- Opening Delimiter -

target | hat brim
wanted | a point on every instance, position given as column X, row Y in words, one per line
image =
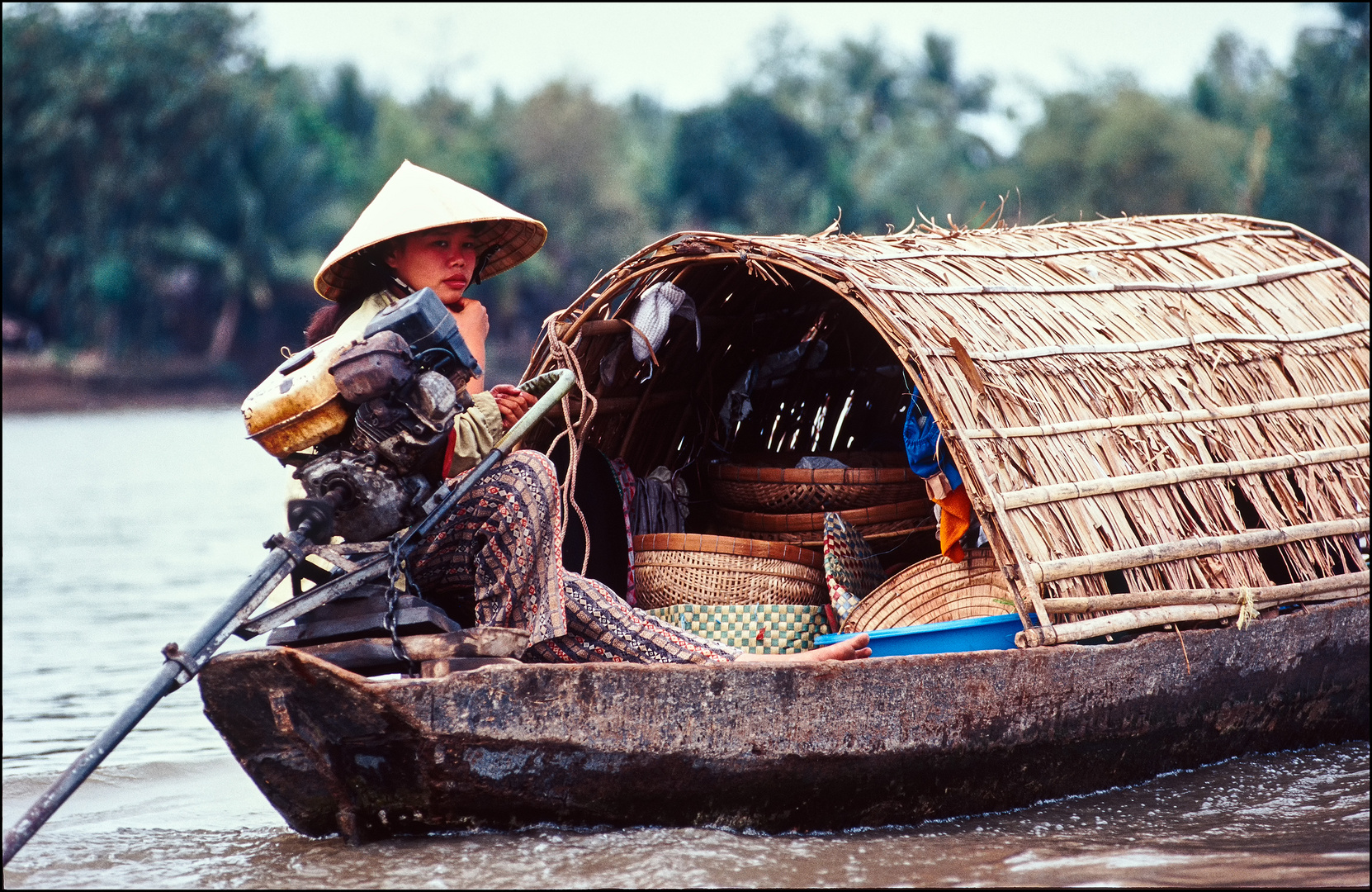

- Closing Delimiter -
- Opening Delimiter -

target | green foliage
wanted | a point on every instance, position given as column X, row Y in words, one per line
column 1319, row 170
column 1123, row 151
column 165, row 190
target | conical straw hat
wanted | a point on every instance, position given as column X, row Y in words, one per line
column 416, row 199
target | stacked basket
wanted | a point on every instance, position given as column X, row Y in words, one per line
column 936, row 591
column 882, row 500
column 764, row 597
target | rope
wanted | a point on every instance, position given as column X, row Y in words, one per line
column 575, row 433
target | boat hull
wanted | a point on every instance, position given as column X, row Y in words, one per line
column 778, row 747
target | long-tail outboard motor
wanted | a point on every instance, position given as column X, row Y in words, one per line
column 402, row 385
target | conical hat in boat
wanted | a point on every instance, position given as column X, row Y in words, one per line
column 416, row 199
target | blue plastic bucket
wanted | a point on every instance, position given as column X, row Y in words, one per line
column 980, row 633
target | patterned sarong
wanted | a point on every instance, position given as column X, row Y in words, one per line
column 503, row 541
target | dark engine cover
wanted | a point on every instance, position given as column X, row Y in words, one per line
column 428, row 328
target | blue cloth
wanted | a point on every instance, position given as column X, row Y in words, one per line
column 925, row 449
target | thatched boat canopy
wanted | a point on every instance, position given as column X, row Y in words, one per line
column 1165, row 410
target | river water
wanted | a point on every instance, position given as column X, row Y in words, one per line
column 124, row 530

- Closing Delimiter -
- Opening Delimiter -

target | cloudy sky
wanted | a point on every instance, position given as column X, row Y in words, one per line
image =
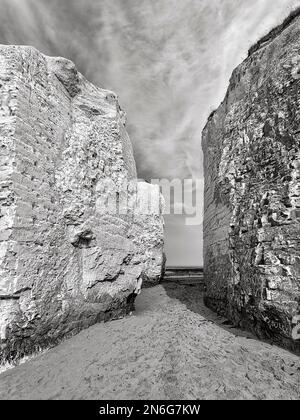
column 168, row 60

- Closing Delimiter -

* **The problem**: For each line in the records that holds "blue", show that line as it stands.

* **Answer below**:
target | blue plastic bucket
target | blue cloth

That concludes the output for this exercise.